*** Input records Section Begins ***
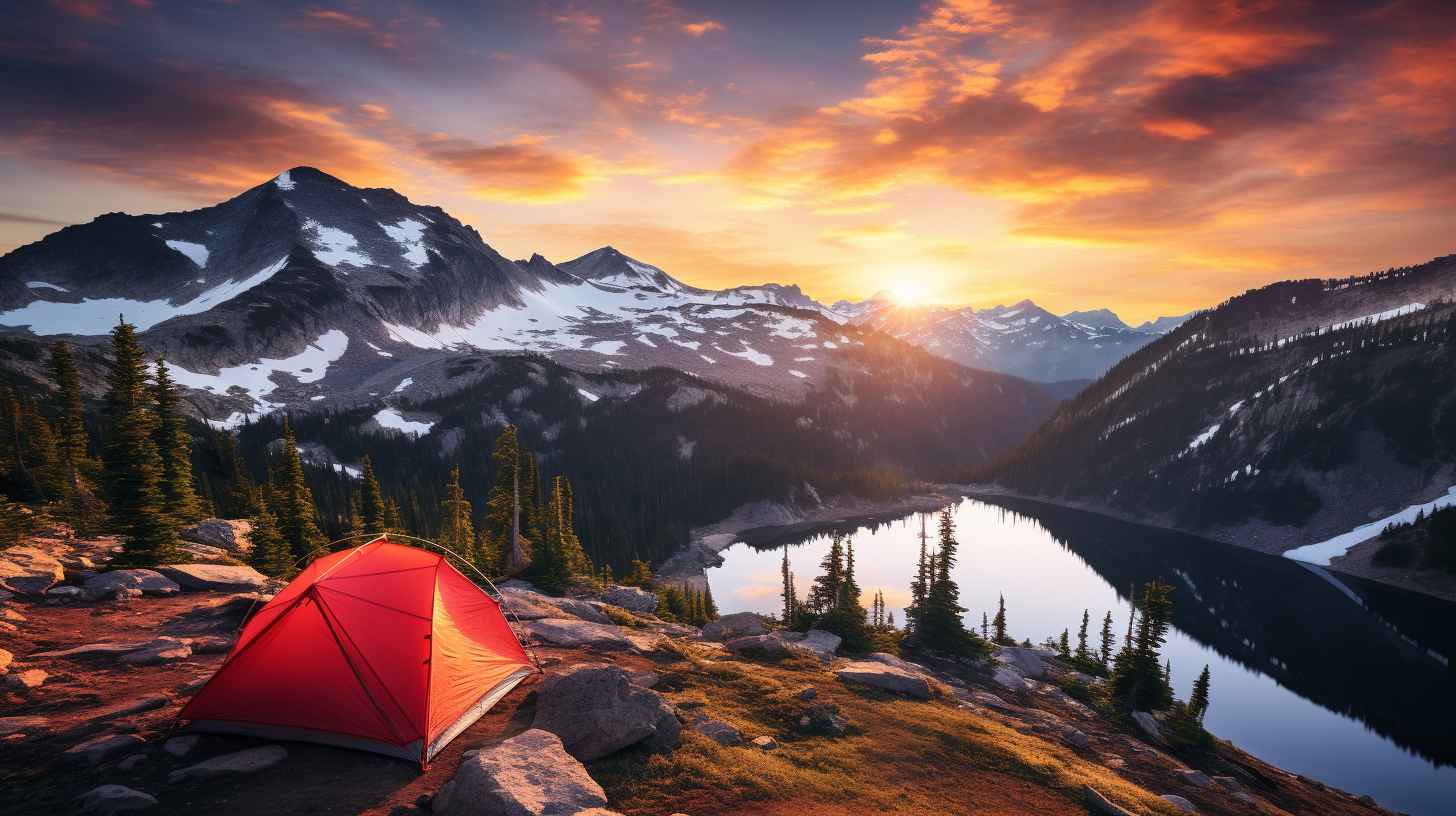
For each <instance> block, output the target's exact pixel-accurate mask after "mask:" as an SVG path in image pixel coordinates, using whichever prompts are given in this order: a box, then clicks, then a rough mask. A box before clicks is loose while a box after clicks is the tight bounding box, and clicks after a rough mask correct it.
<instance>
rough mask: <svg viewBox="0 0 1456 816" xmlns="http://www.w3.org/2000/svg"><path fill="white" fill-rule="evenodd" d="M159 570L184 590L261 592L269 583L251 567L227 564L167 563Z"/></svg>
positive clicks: (239, 565)
mask: <svg viewBox="0 0 1456 816" xmlns="http://www.w3.org/2000/svg"><path fill="white" fill-rule="evenodd" d="M159 571H160V573H162V574H163V576H166V577H169V578H172V580H173V581H176V583H179V584H182V589H186V590H207V589H213V590H220V592H262V590H265V589H268V583H269V578H268V576H265V574H262V573H259V571H258V570H253V568H252V567H240V565H236V567H234V565H227V564H169V565H166V567H159Z"/></svg>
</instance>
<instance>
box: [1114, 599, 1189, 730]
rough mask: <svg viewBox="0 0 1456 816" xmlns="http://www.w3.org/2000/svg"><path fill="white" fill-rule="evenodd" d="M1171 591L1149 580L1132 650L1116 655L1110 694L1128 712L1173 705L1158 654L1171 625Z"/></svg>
mask: <svg viewBox="0 0 1456 816" xmlns="http://www.w3.org/2000/svg"><path fill="white" fill-rule="evenodd" d="M1171 593H1172V587H1171V586H1168V584H1165V583H1162V581H1158V580H1152V581H1149V583H1147V584H1144V586H1143V597H1142V600H1140V602H1139V605H1137V611H1139V612H1142V615H1140V616H1139V621H1137V637H1136V640H1134V641H1133V646H1131V647H1130V648H1128V647H1124V650H1123V653H1120V654H1118V657H1117V660H1115V663H1114V669H1112V679H1111V682H1109V683H1108V688H1109V694H1111V697H1112V699H1114V701H1117V702H1118V704H1120V705H1125V707H1127V710H1128V711H1156V710H1162V708H1168V707H1169V705H1171V704H1172V689H1171V688H1169V686H1168V680H1166V679H1165V676H1163V667H1162V666H1159V663H1160V653H1159V650H1160V648H1162V646H1163V641H1165V638H1166V637H1168V627H1169V625H1171V622H1172V609H1174V603H1172V599H1171Z"/></svg>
*** Input records Section Ends ***
Without the pictures, reproduce the entries exactly.

For each <instance> block, output the target's exact pixel-accurate mask after "mask:" as an SVG path in image pixel coordinates, using whichever prompts are given in this order: a box, then clicks, then a rough mask. A box before clicks is loose while a box after clicks is the tight bounding box, and clicks after a rough mask correct it.
<instance>
rough mask: <svg viewBox="0 0 1456 816" xmlns="http://www.w3.org/2000/svg"><path fill="white" fill-rule="evenodd" d="M159 570L184 590L261 592L269 583L251 567L227 564L167 563Z"/></svg>
positive clicks: (239, 565)
mask: <svg viewBox="0 0 1456 816" xmlns="http://www.w3.org/2000/svg"><path fill="white" fill-rule="evenodd" d="M159 571H160V573H162V574H163V576H166V577H169V578H172V580H173V581H176V583H179V584H182V589H186V590H207V589H213V590H220V592H262V590H265V589H268V583H269V578H268V576H265V574H262V573H259V571H258V570H253V568H252V567H240V565H236V567H234V565H227V564H169V565H166V567H159Z"/></svg>
</instance>
<instance>
box: [1114, 599, 1189, 730]
rough mask: <svg viewBox="0 0 1456 816" xmlns="http://www.w3.org/2000/svg"><path fill="white" fill-rule="evenodd" d="M1171 591L1149 580L1132 650L1116 655L1110 694L1128 712L1173 705L1158 654L1171 625Z"/></svg>
mask: <svg viewBox="0 0 1456 816" xmlns="http://www.w3.org/2000/svg"><path fill="white" fill-rule="evenodd" d="M1171 593H1172V587H1171V586H1168V584H1165V583H1162V581H1158V580H1152V581H1149V583H1147V584H1144V586H1143V597H1142V600H1140V602H1139V605H1137V611H1139V612H1142V615H1140V616H1139V621H1137V637H1136V640H1134V641H1133V646H1131V647H1130V648H1128V647H1124V650H1123V653H1120V654H1118V657H1117V660H1115V663H1114V669H1112V679H1111V682H1109V683H1108V688H1109V694H1111V697H1112V699H1114V701H1117V702H1118V704H1120V705H1125V707H1127V710H1128V711H1156V710H1162V708H1168V707H1169V705H1171V704H1172V689H1171V688H1169V686H1168V680H1166V679H1165V676H1163V667H1162V666H1159V663H1160V653H1159V650H1160V648H1162V646H1163V641H1165V638H1166V637H1168V627H1169V625H1171V622H1172V609H1174V603H1172V599H1171Z"/></svg>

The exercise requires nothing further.